I'm invoking Pyspark with Spark 2.0 in local mode with the following command:

pyspark --executor-memory 4g --driver-memory 4g

The input dataframe is being read from a tsv file and has 580 K x 28 columns. I'm doing a few operation on the dataframe and then i am trying to export it to a tsv file and i am getting this error.

df.coalesce(1).write.save("sample.tsv",format = "csv",header = 'true', delimiter = '\t')

Any pointers how to get rid of this error. I can easily display the df or count the rows.

The output dataframe is 3100 rows with 23 columns

Error:

Job aborted due to stage failure: Task 0 in stage 70.0 failed 1 times, most recent failure: Lost task 0.0 in stage 70.0 (TID 1073, localhost): org.apache.spark.SparkException: Task failed while writing rows
    at org.apache.spark.sql.execution.datasources.DefaultWriterContainer.writeRows(WriterContainer.scala:261)
    at org.apache.spark.sql.execution.datasources.InsertIntoHadoopFsRelationCommand$$anonfun$run$1$$anonfun$apply$mcV$sp$1.apply(InsertIntoHadoopFsRelationCommand.scala:143)
    at org.apache.spark.sql.execution.datasources.InsertIntoHadoopFsRelationCommand$$anonfun$run$1$$anonfun$apply$mcV$sp$1.apply(InsertIntoHadoopFsRelationCommand.scala:143)
    at org.apache.spark.scheduler.ResultTask.runTask(ResultTask.scala:70)
    at org.apache.spark.scheduler.Task.run(Task.scala:85)
    at org.apache.spark.executor.Executor$TaskRunner.run(Executor.scala:274)
    at java.util.concurrent.ThreadPoolExecutor.runWorker(ThreadPoolExecutor.java:1142)
    at java.util.concurrent.ThreadPoolExecutor$Worker.run(ThreadPoolExecutor.java:617)
    at java.lang.Thread.run(Thread.java:745)
Caused by: java.lang.OutOfMemoryError: Unable to acquire 100 bytes of memory, got 0
    at org.apache.spark.memory.MemoryConsumer.allocatePage(MemoryConsumer.java:129)
    at org.apache.spark.util.collection.unsafe.sort.UnsafeExternalSorter.acquireNewPageIfNecessary(UnsafeExternalSorter.java:374)

_Input rows:_
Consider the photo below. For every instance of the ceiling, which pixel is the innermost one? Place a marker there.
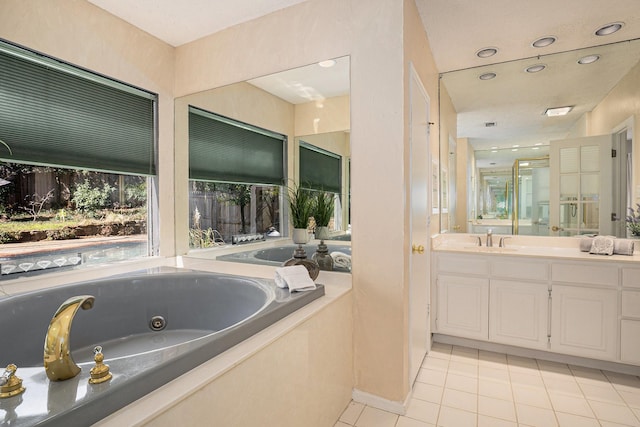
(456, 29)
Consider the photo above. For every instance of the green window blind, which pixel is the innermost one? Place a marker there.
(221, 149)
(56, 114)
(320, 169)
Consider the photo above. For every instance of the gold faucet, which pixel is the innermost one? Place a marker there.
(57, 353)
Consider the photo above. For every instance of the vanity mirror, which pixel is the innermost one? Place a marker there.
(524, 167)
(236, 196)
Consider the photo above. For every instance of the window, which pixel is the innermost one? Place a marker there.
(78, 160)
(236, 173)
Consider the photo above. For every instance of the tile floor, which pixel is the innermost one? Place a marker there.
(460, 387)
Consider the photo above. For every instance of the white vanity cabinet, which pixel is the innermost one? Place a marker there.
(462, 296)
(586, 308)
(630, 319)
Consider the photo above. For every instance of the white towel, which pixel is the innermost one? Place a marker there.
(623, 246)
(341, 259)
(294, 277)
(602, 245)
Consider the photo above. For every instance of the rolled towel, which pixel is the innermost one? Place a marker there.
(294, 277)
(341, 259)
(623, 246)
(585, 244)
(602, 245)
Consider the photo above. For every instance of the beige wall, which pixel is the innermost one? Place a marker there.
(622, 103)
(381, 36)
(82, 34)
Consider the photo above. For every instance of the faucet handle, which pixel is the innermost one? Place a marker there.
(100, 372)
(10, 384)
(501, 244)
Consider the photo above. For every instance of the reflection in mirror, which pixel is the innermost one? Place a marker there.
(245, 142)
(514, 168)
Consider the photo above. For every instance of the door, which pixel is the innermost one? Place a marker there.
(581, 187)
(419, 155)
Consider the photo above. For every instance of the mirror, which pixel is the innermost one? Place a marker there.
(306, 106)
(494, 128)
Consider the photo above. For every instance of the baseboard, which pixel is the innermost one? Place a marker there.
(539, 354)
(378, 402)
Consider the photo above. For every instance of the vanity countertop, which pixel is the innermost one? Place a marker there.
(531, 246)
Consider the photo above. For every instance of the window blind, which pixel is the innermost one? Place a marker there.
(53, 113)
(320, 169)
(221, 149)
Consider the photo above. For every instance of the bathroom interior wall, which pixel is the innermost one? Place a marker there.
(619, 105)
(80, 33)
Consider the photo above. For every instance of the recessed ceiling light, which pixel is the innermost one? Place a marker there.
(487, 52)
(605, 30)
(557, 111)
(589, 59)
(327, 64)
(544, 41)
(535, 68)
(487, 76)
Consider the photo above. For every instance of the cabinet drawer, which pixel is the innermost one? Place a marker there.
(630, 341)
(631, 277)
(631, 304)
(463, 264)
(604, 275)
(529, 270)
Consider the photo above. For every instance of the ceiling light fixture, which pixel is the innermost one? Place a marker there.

* * *

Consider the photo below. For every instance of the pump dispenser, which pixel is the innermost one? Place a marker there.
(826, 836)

_Objective A:_
Decide whether each statement below agrees with the PySpark forum post. For each, answer yes or no and quote the words of the post that decide it.
(i) The command that starts PySpark gives the executor and the driver the same amount of memory.
(ii) The output dataframe has 28 columns.
(iii) The writer is unable to count the rows of the dataframe.
_Objective B:_ In the records, switch "marker" to "pin" and leave everything else unchanged. Begin at the line that contains "the baseboard, which", stop after the line that contains "Consider the photo above. For every instance of the ceiling", and give only those lines.

_Task output A:_
(i) Yes: "--executor-memory 4g --driver-memory 4g"
(ii) No: "The output dataframe is 3100 rows with 23 columns"
(iii) No: "I can easily display the df or count the rows."

_Task output B:_
Consider the photo above. For every instance of the baseboard, which pixel is the innermost one? Place a pin there.
(539, 354)
(378, 402)
Consider the photo above. For every instance of the vanity countertop, which pixel is the innermost one? Place a pin there.
(531, 246)
Consider the photo above. For every instance of the window blind, which pixel is the innermost one? Place a pin there.
(53, 113)
(320, 169)
(221, 149)
Consider the photo above. For every instance of the bathroom interior wall, which pixel is the innermost one? Place a pin there.
(619, 105)
(80, 33)
Consider the photo above. For every instance of the recessed ceiling light, which pixel is the innermost one? Place a pin there.
(487, 52)
(605, 30)
(557, 111)
(589, 59)
(327, 64)
(544, 41)
(535, 68)
(487, 76)
Consider the photo above. For every instance of the cabinet drawer, which pixel is the innermost one? Place a pin there.
(630, 341)
(631, 277)
(631, 304)
(463, 264)
(604, 275)
(529, 270)
Consider the photo above. For every instance of the ceiling light fixture, which pixel is the innermost one? Place a pin there.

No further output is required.